**Страница**
* * *

Художница и участница Московской феминистской группы Микаэла рассказала MAKEOUT о московской феминистской сцене, левом искусстве, власти и иерархиях в активистских кругах.
Таня Сецко: Я бы хотела для начала немного прояснить координаты и узнать, с какой сценой ты себя больше ассоциируешь, феминистской или художественной.
Микаэла: Вообще я выросла из феминистской сцены. Я бы хотела, безусловно, чтобы появилась московская феминистская арт-сцена, т. е. какая-то среда, которая бы профессионально занималась художественными проектами и при этом по политическим позициям была бы феминистской. Но это не так просто. Вот сейчас мы с Мариной Винник делаем проект, в котором хотим создать это пространство. К арт-сцене я отношусь, конечно, но, грубо говоря, я не в тусовке. За последнее время я участвовала только в политических выставках. Не знаю, плохо это или хорошо, но это так. Вообще арт-сцена с трудом принимает политические художественные высказывания. Сильна установка о том, что «мы делаем Искусство» — и оно оторвано от социального контекста. Меня же больше интересует искусство, связанное с повседневностью, то, что имеет отношение к людям. Иными словами, не абстрактная конструкция, а реальный опыт. Я не хочу сказать, что сцена, которая не связана с активизмом, феминистским, левым движением, совсем не производит такие высказывания. Производит, но очень мало.

* * *

**Извлечённые записи**
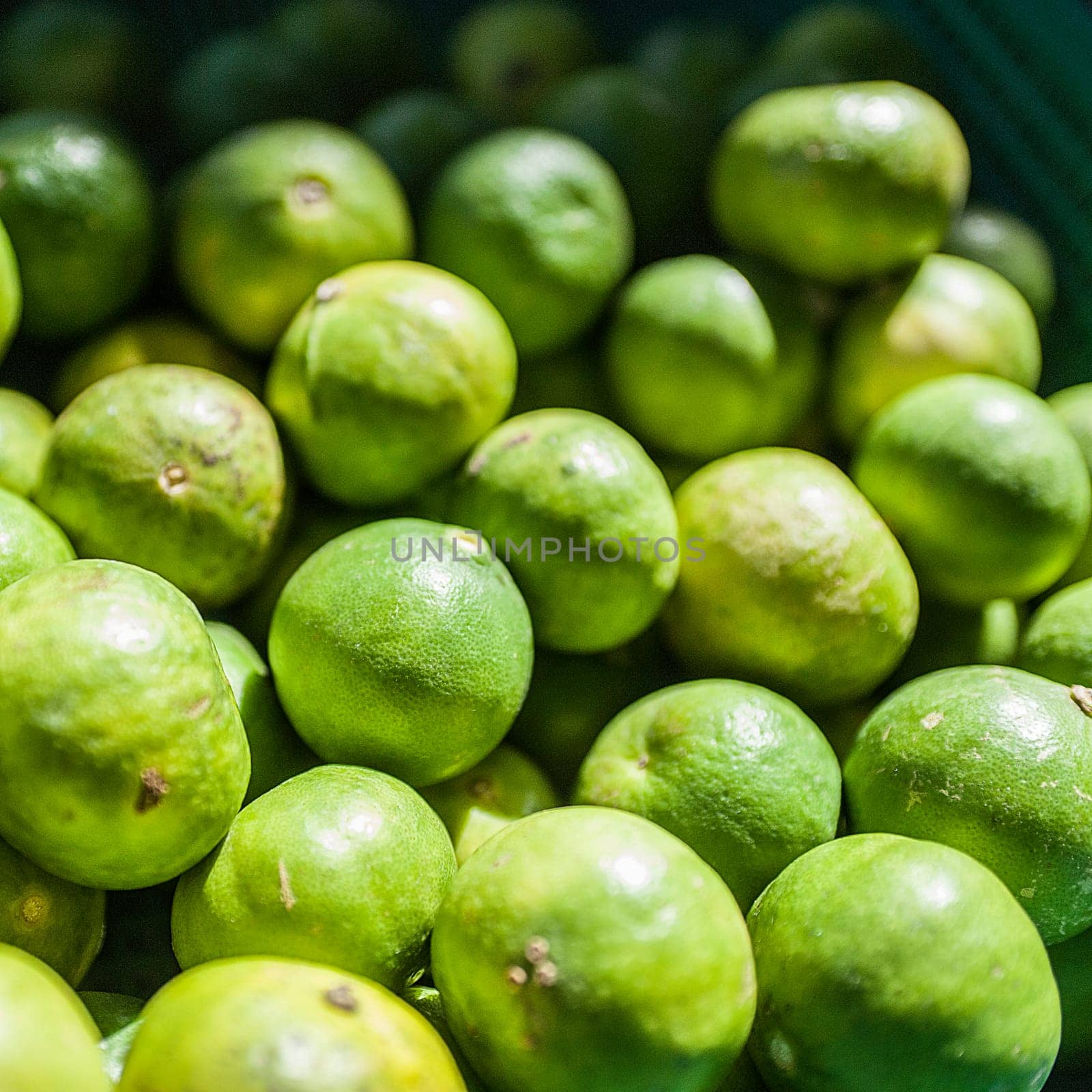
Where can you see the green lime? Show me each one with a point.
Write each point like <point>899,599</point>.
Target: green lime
<point>58,922</point>
<point>29,540</point>
<point>124,758</point>
<point>584,519</point>
<point>538,222</point>
<point>507,55</point>
<point>174,469</point>
<point>276,753</point>
<point>418,131</point>
<point>993,762</point>
<point>339,865</point>
<point>586,948</point>
<point>502,788</point>
<point>271,212</point>
<point>794,581</point>
<point>158,340</point>
<point>402,646</point>
<point>79,209</point>
<point>982,484</point>
<point>47,1040</point>
<point>946,317</point>
<point>736,771</point>
<point>388,377</point>
<point>890,964</point>
<point>256,1024</point>
<point>840,183</point>
<point>1006,244</point>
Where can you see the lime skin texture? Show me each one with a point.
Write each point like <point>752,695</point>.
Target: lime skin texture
<point>946,317</point>
<point>25,425</point>
<point>981,483</point>
<point>47,1039</point>
<point>174,469</point>
<point>540,223</point>
<point>889,964</point>
<point>840,183</point>
<point>340,865</point>
<point>123,756</point>
<point>79,210</point>
<point>735,770</point>
<point>996,762</point>
<point>579,478</point>
<point>802,588</point>
<point>1013,248</point>
<point>586,948</point>
<point>416,667</point>
<point>502,788</point>
<point>387,377</point>
<point>29,540</point>
<point>274,210</point>
<point>54,920</point>
<point>253,1024</point>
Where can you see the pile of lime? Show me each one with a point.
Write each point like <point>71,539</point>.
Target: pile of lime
<point>544,568</point>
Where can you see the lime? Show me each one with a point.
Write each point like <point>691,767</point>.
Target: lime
<point>254,1024</point>
<point>983,485</point>
<point>174,469</point>
<point>271,212</point>
<point>996,762</point>
<point>502,788</point>
<point>339,865</point>
<point>586,948</point>
<point>1006,244</point>
<point>840,183</point>
<point>123,758</point>
<point>507,55</point>
<point>736,771</point>
<point>946,317</point>
<point>584,518</point>
<point>404,647</point>
<point>388,377</point>
<point>538,222</point>
<point>79,210</point>
<point>889,964</point>
<point>158,340</point>
<point>47,1039</point>
<point>795,582</point>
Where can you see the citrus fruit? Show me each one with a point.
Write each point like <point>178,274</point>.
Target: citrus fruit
<point>586,948</point>
<point>339,865</point>
<point>890,964</point>
<point>271,212</point>
<point>538,222</point>
<point>996,762</point>
<point>47,1039</point>
<point>800,586</point>
<point>584,518</point>
<point>58,922</point>
<point>502,788</point>
<point>1006,244</point>
<point>736,771</point>
<point>404,647</point>
<point>948,316</point>
<point>253,1024</point>
<point>840,183</point>
<point>79,210</point>
<point>123,757</point>
<point>276,753</point>
<point>156,340</point>
<point>174,469</point>
<point>388,376</point>
<point>982,484</point>
<point>506,56</point>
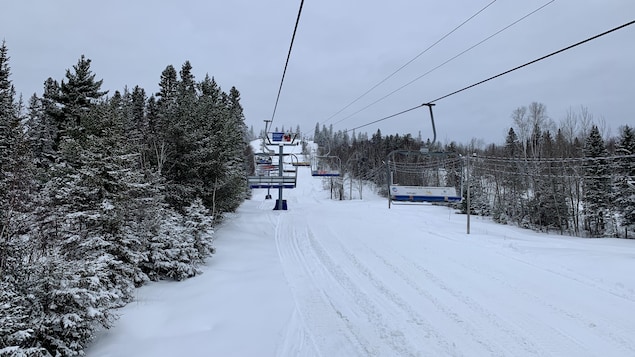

* * *

**Задание**
Напишите продолжение интервью о московской феминистской сцене и левом искусстве. Начните сразу после последней приведённой реплики Микаэлы.

**Результат**
©Микаэла «Народоволки», 2012, Москва
— В отличие от того же Минска, в Москве понятие социального, левого искусства давно звучит в публичном пространстве. Можно говорить про понимание того, что любое художественное действие априори политично, что не существует волшебного мира чистого творчества. Мне интересно, есть ли здесь какая-либо преемственность, перекликается ли то, что происходит сейчас, с тем, что было в 90-х. Например, работает ли в этом плане школа Осмоловского «База» или питерская «Что делать»?
— Да, «База» и Школа «Что делать» предпринимают определенные шаги в этом ключе. По крайней мере, в программе «Базы» есть курсы по теории социализма и тому подобное. Однако если говорить про отчетную выставку «Базы», то работы на ней едва ли были связаны с социальностью. Было всего две работы, которые пытались ставить под вопрос общественное устройство. Гендерную тему не затрагивал никто. Про питерскую школу мне труднее говорить, так как я меньше с ней знакома. Я знаю нескольких сильных художниц, которые работают с темой женского опыта: Анна Терешко, Полина Заславская и Анастасия Вепрева сделали большую работу для Манифесты. Социальное искусство — оно было и есть. Возможно, сейчас мне трудно охватить целостность, но есть группы, активисты, которые включают в свою повестку эти идеи. Однако передо мной всегда стоит вопрос, почему, несмотря на то, что в последнее время женщинам особенно жестко навязывают очень традиционную роль матери и жены, несмотря на то, что идет наступление на права ЛГБТ, это не получает серьезного художественного осмысления. Ни в одной из этих школ нет, например, курса по гендерной теории.
©Микаэла «Народоволки», 2012, Москва
— А как тебе кажется, почему игнорируется этот момент?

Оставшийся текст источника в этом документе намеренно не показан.